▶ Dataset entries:

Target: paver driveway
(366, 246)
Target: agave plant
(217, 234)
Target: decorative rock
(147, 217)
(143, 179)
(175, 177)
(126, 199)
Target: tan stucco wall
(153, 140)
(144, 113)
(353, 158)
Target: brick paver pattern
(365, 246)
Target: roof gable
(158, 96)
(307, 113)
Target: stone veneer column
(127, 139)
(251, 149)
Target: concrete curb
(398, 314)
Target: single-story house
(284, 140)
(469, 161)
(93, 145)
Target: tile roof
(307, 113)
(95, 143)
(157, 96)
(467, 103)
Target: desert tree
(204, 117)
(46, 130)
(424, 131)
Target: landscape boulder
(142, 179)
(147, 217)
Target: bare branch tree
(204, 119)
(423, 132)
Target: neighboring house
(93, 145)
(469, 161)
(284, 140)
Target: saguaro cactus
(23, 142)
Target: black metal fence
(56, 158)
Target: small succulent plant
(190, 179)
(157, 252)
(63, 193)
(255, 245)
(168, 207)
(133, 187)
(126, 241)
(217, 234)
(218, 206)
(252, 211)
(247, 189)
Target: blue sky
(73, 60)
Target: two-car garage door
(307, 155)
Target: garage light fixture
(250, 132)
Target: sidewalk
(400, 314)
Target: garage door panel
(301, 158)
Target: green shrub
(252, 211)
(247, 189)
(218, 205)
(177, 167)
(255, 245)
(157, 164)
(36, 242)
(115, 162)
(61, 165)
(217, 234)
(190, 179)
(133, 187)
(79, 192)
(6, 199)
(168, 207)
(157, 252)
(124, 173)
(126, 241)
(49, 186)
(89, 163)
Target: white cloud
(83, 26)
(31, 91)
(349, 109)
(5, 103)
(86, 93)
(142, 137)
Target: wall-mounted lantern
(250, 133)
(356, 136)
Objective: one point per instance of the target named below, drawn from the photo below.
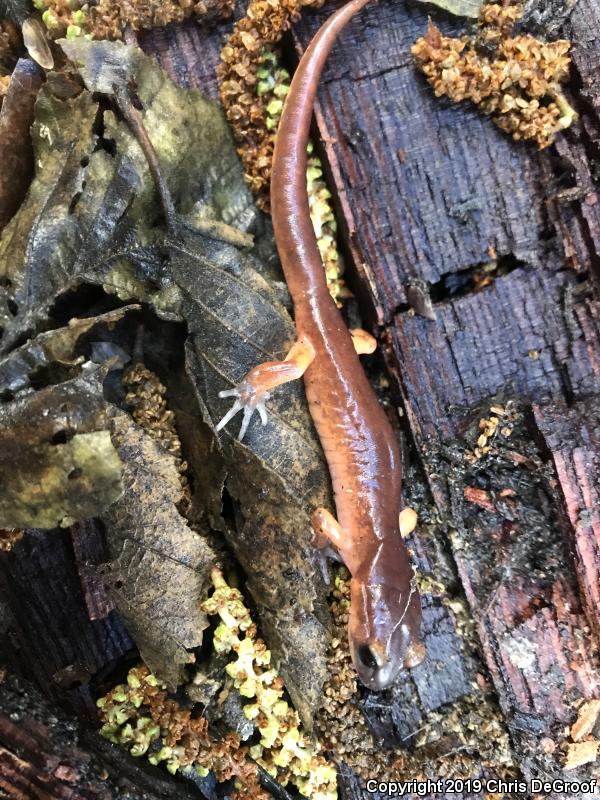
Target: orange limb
(327, 530)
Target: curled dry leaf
(460, 8)
(92, 217)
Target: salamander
(359, 443)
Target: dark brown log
(16, 117)
(49, 637)
(429, 191)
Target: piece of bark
(16, 117)
(572, 436)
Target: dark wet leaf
(16, 116)
(15, 10)
(94, 218)
(91, 213)
(51, 356)
(57, 461)
(159, 571)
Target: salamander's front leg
(327, 530)
(253, 391)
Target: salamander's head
(383, 630)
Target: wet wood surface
(427, 190)
(47, 755)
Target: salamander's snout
(383, 633)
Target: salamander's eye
(367, 656)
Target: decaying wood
(572, 435)
(49, 637)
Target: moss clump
(516, 80)
(246, 56)
(140, 716)
(284, 750)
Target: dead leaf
(586, 719)
(160, 568)
(52, 356)
(16, 116)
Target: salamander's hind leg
(253, 390)
(363, 342)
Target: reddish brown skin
(356, 435)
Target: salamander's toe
(248, 400)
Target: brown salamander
(359, 444)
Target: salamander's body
(357, 438)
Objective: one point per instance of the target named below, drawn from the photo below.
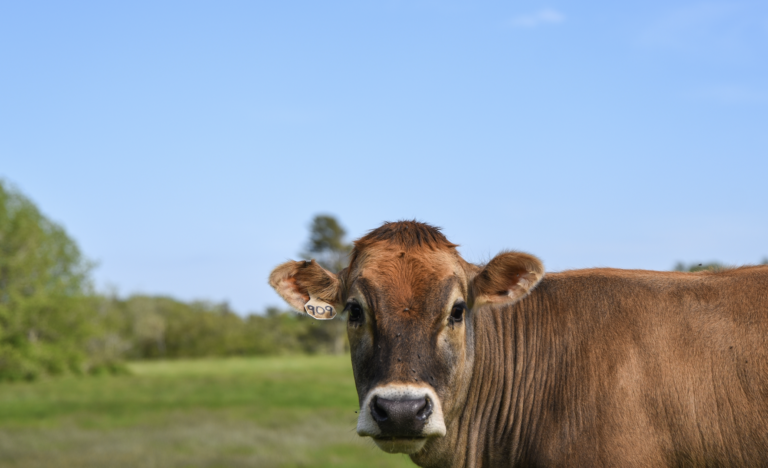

▶ Assignment:
The required output is the lines from the one containing "Target: roof gable" through the end of the records above, reproduced exactly, with no pictures.

▶ Result below:
Target: roof gable
(158, 96)
(307, 113)
Target: stone veneer column
(127, 139)
(251, 149)
Target: concrete curb
(398, 314)
Target: single-story house
(284, 140)
(469, 161)
(93, 145)
Target: tile roof
(307, 113)
(95, 143)
(157, 96)
(467, 103)
Target: desert tree
(204, 117)
(46, 130)
(424, 131)
Target: landscape boulder
(142, 179)
(147, 217)
Target: bare branch tree
(204, 119)
(423, 132)
Target: neighboring house
(93, 145)
(469, 161)
(284, 140)
Target: saguaro cactus
(23, 142)
Target: black metal fence
(56, 158)
Target: small succulent plant
(190, 179)
(157, 252)
(63, 193)
(255, 245)
(168, 207)
(133, 187)
(126, 241)
(217, 234)
(218, 206)
(252, 211)
(247, 189)
Target: blue sky
(73, 60)
Target: two-car garage door
(307, 155)
Target: garage light fixture
(250, 132)
Target: sidewalk
(400, 314)
Target: garage door panel
(301, 158)
Target: green shrub
(252, 211)
(247, 189)
(218, 205)
(177, 167)
(255, 245)
(157, 164)
(36, 242)
(115, 162)
(61, 165)
(217, 234)
(190, 179)
(133, 187)
(79, 192)
(6, 199)
(168, 207)
(157, 252)
(124, 173)
(126, 241)
(49, 186)
(89, 163)
Target: white cloud
(83, 26)
(31, 91)
(349, 109)
(5, 103)
(86, 93)
(142, 137)
Target: wall-mounted lantern
(250, 133)
(356, 136)
Objective: one point per instance of the target named below, drawn from the photo below.
Target: orange limb
(327, 530)
Target: curled dry leaf
(460, 8)
(92, 217)
Target: salamander
(359, 443)
Target: dark brown log
(16, 117)
(49, 637)
(429, 191)
Target: piece of bark
(16, 117)
(572, 436)
Target: dark wet leaf
(16, 116)
(15, 10)
(94, 218)
(91, 213)
(51, 356)
(57, 461)
(159, 571)
Target: salamander's front leg
(327, 530)
(253, 391)
Target: salamander's head
(383, 630)
Target: wet wood surface
(427, 190)
(47, 755)
Target: salamander's snout
(383, 633)
Target: salamander's eye
(367, 656)
Target: decaying wood
(572, 435)
(49, 637)
Target: moss clump
(516, 80)
(246, 56)
(140, 716)
(284, 750)
Target: dead leaf
(586, 719)
(160, 568)
(52, 356)
(16, 116)
Target: salamander's hind leg
(253, 390)
(363, 342)
Target: reddish brown skin
(356, 435)
Target: salamander's toe
(248, 400)
Target: brown salamander
(359, 444)
Target: salamander's body
(357, 438)
Objective: one point per instance of the target named below, drawn from the photo below.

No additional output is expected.